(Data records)
----------

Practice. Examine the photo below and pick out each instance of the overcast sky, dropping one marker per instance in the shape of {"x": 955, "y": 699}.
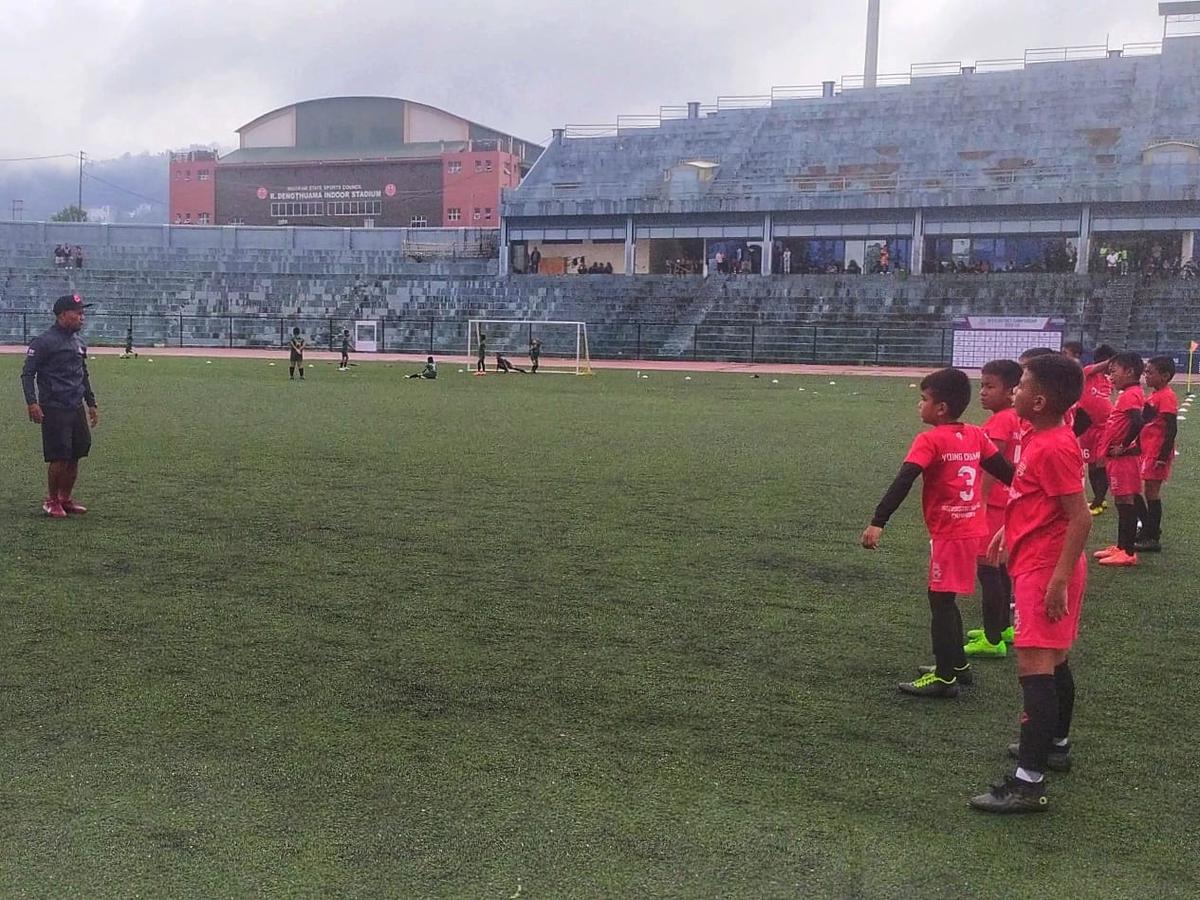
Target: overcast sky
{"x": 117, "y": 76}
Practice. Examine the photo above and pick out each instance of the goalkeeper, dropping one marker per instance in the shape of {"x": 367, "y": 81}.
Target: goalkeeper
{"x": 430, "y": 372}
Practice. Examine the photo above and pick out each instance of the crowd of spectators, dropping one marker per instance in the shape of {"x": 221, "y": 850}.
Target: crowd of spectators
{"x": 67, "y": 257}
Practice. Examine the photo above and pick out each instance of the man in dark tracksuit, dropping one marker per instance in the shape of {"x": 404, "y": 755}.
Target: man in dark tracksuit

----------

Output each entry exactly. Skip the pictures.

Exercise result
Practice. Examine the photo below and pick out each instance of the overcast sky, dropping one marker per instance in the shape of {"x": 955, "y": 699}.
Target: overcast sky
{"x": 117, "y": 76}
Practice. Examine the photo above and pick out each instance of the goalkeeper, dropping one marker per instance in the shape of {"x": 367, "y": 81}.
Target: goalkeeper
{"x": 430, "y": 372}
Practice. Examine the photo above and pick out each instance of the crowd of spectators, dropping one marker per instance in the shape of {"x": 221, "y": 850}.
Target: crowd of spectators
{"x": 67, "y": 257}
Practice. Examine the photo above and pick out each instance of the man in dark tracksuit, dropping one marker per instance in the shape of {"x": 404, "y": 755}.
Target: man in dark tracksuit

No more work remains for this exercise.